Written task :: Please copy the rows word for word, starting at the row that contains "Would you kindly indicate the person" and ending at the final row.

Dataset rows ::
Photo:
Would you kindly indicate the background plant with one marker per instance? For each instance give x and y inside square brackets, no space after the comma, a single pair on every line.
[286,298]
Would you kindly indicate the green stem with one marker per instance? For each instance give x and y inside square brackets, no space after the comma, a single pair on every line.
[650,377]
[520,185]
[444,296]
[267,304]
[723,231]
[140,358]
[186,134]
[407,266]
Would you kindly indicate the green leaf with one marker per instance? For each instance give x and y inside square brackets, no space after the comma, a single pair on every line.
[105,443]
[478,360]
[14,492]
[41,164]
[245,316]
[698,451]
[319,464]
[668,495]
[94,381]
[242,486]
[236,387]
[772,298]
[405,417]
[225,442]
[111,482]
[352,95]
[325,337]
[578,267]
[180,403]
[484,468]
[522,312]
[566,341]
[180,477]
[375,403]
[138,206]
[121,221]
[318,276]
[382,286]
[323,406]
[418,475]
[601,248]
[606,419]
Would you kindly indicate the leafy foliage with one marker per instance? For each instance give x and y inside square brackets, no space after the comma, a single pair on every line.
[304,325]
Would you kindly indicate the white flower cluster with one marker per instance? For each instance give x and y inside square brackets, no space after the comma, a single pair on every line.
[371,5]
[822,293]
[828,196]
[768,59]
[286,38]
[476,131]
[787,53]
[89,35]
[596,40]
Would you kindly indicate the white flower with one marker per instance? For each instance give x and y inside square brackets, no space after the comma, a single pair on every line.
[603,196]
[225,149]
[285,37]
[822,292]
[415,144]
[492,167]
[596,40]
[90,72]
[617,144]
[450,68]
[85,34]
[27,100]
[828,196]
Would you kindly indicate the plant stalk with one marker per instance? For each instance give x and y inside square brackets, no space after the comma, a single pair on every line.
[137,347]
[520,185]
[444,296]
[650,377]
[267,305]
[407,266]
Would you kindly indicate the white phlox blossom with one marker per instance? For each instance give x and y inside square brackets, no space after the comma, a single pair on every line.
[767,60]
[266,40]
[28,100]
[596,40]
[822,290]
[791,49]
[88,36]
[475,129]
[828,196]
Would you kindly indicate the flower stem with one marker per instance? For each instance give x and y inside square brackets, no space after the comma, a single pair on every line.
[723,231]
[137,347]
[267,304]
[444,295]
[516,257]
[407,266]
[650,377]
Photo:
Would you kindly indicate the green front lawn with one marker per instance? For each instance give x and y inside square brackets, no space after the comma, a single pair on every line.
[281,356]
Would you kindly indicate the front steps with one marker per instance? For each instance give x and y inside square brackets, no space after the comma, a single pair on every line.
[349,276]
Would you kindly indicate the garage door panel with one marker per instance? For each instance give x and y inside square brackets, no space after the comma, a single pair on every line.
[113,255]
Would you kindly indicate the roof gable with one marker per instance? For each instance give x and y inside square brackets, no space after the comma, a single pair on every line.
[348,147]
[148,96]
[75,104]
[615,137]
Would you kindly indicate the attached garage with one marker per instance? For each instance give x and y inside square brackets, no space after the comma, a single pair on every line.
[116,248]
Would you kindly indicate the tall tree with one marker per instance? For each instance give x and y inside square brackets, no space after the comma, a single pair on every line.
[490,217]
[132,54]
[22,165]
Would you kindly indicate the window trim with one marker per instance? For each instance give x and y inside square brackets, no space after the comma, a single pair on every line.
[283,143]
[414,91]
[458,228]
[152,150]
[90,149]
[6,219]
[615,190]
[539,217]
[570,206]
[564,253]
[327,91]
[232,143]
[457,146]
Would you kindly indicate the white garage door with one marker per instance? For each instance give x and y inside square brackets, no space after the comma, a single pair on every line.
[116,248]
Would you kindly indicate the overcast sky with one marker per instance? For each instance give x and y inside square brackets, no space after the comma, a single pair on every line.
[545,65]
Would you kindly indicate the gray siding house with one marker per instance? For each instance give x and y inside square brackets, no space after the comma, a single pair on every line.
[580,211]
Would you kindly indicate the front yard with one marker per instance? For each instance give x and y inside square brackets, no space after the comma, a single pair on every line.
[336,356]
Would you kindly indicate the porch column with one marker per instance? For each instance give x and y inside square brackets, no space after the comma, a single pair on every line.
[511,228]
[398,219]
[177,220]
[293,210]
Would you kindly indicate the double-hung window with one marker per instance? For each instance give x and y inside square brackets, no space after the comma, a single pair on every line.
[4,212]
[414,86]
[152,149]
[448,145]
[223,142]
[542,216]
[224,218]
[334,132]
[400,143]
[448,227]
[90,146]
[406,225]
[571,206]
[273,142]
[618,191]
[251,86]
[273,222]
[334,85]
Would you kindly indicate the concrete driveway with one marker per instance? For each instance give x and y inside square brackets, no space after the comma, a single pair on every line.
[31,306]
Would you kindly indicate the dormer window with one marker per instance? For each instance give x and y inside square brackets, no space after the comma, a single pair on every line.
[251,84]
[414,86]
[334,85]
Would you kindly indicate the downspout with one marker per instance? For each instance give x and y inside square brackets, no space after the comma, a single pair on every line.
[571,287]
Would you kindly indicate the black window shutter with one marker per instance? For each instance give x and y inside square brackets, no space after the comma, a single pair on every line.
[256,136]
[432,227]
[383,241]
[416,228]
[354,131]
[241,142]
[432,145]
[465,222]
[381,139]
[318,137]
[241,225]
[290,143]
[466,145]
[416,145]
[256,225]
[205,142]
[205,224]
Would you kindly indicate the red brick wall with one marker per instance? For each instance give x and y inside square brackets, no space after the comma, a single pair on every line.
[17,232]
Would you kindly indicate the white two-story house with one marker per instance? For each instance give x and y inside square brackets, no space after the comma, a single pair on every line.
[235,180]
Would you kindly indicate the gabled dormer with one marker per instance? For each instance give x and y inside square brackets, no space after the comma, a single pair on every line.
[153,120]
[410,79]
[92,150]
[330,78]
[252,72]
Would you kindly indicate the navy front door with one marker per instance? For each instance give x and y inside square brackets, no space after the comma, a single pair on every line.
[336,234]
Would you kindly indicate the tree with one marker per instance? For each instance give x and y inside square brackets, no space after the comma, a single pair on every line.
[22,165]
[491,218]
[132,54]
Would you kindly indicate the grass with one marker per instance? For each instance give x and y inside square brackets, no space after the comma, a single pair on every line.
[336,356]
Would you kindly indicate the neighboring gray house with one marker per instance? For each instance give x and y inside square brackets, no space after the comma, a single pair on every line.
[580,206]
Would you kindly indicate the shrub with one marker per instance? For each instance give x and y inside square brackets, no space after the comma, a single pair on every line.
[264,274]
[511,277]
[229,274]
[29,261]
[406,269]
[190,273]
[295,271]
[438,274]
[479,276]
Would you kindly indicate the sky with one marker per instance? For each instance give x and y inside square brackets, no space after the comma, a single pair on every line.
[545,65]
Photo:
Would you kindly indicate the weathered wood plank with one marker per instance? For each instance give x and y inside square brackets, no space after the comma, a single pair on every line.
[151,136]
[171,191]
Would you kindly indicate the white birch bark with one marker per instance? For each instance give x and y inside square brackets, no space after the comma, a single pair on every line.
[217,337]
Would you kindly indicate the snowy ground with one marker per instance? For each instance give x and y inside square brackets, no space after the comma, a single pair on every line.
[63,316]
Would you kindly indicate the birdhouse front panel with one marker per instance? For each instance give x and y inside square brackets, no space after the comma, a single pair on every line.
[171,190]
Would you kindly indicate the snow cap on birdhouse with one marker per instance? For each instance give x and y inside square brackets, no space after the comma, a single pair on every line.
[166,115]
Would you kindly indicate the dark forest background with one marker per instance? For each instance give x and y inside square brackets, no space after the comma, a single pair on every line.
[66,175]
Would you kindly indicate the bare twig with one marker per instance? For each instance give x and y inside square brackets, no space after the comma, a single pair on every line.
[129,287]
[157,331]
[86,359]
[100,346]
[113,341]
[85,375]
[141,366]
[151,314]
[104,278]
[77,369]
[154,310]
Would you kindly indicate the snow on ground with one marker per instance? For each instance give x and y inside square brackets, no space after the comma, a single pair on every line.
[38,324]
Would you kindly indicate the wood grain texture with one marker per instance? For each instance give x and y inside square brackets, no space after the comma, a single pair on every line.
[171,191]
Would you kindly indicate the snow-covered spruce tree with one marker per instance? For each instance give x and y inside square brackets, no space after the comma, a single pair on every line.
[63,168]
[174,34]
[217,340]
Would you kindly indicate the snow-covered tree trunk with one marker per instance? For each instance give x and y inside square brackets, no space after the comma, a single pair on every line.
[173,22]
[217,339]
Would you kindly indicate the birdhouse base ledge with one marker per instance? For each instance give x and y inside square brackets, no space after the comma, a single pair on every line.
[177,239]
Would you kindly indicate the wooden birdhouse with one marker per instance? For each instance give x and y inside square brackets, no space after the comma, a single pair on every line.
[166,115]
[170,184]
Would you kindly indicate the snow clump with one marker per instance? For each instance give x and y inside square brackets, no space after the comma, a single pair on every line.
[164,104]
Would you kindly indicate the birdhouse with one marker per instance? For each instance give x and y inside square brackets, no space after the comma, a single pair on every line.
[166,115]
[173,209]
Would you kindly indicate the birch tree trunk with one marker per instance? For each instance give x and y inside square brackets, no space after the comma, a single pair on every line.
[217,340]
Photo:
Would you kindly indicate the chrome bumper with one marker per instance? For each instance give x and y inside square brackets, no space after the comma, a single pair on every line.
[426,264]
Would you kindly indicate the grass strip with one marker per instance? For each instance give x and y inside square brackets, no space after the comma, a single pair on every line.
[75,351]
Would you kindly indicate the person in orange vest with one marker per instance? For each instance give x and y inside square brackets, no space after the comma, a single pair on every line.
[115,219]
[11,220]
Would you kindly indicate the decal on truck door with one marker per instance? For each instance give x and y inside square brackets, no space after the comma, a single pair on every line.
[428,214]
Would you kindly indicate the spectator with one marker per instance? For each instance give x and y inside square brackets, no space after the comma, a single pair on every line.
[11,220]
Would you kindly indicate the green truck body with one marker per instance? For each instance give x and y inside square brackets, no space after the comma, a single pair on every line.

Solution ::
Would you kindly indicate the person in orange vest with one marker per instance? For each instance give x and y inside square brackets, no space after the comma, a single pair on every line.
[115,219]
[11,220]
Would you kindly indicate the decal on truck door with one marker per instance? For each instance give x and y inside square brackets, no space after the comma, a single pair on every line.
[428,214]
Would you kindly indicate the spectator with one marker per instance? For each instance give x and y inside square brackets, no space after the comma, a single pair on every line.
[11,220]
Would you kindly indicate the green truck body with one marker per instance? For each instance give x and y inside square brackets, no space after the comma, a single pair on every line.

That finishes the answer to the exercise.